##### Task input

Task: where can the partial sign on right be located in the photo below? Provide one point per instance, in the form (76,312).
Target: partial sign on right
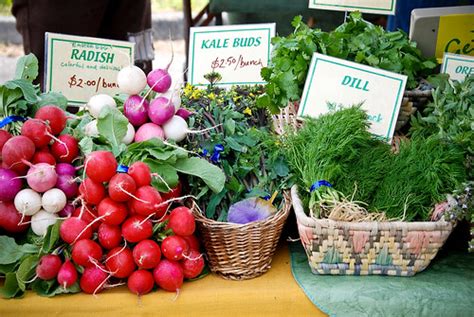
(367,6)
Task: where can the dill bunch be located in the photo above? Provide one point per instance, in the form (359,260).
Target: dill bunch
(420,175)
(324,149)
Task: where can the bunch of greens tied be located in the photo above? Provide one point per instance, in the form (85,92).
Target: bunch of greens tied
(365,172)
(241,145)
(356,40)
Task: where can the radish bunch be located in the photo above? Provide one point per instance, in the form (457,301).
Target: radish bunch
(43,156)
(161,117)
(111,234)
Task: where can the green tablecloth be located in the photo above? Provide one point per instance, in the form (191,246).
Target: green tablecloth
(445,288)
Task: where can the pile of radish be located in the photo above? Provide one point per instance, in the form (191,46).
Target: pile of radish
(160,118)
(111,235)
(43,156)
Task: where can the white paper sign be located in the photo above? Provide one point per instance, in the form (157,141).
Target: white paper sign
(343,83)
(236,52)
(79,67)
(368,6)
(457,66)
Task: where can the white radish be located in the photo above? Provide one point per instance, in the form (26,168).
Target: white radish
(91,129)
(131,80)
(175,129)
(98,102)
(54,200)
(27,202)
(41,221)
(128,138)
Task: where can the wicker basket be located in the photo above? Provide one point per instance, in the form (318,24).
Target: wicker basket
(239,252)
(368,248)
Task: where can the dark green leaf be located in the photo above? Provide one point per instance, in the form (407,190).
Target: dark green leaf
(11,252)
(10,288)
(27,68)
(210,174)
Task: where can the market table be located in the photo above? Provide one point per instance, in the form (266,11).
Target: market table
(272,294)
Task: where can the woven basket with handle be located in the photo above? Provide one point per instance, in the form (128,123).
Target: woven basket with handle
(363,248)
(242,251)
(368,248)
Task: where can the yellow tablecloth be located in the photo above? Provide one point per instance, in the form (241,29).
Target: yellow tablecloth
(273,294)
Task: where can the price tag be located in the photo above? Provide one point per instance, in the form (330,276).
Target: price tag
(367,6)
(80,67)
(457,66)
(334,82)
(236,52)
(455,35)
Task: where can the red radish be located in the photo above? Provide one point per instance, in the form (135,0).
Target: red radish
(5,135)
(119,262)
(140,282)
(85,252)
(182,221)
(48,267)
(41,177)
(38,131)
(173,193)
(28,202)
(109,236)
(149,201)
(121,187)
(159,80)
(93,279)
(174,248)
(53,200)
(135,108)
(149,131)
(68,185)
(17,150)
(161,110)
(137,228)
(92,192)
(193,264)
(66,149)
(65,169)
(43,157)
(169,275)
(74,229)
(88,215)
(100,166)
(131,80)
(54,116)
(113,213)
(147,254)
(66,211)
(183,113)
(140,173)
(10,185)
(67,274)
(193,242)
(10,218)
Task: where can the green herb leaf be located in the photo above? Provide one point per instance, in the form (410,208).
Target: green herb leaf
(11,252)
(27,68)
(210,174)
(10,288)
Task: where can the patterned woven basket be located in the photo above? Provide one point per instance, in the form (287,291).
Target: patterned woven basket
(239,252)
(368,248)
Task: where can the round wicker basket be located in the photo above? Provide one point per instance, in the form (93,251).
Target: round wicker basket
(242,251)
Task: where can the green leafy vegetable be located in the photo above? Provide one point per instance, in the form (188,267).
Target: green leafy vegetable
(356,40)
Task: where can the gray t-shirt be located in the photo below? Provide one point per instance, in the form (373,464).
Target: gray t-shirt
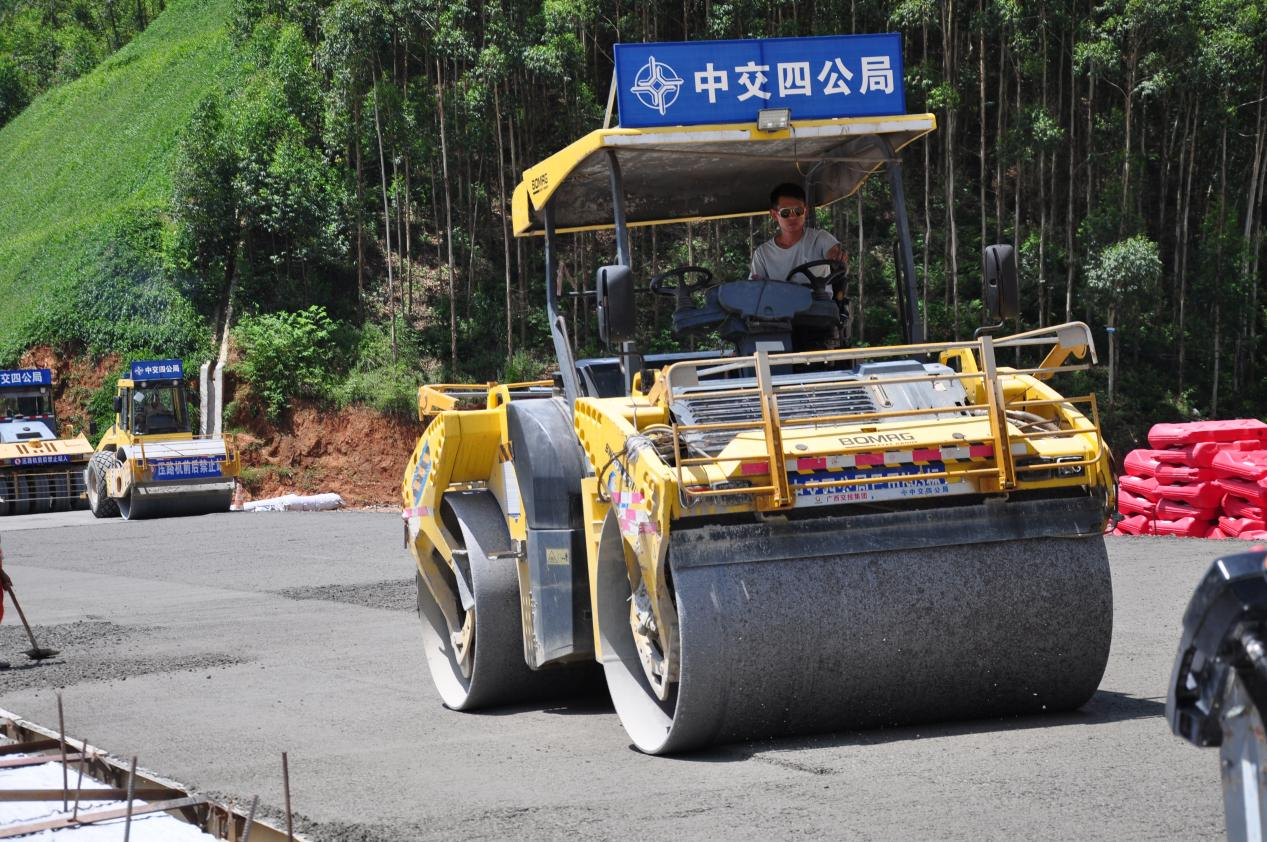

##########

Provide the number of lines in the entries that include "shirt", and no other text.

- Your response:
2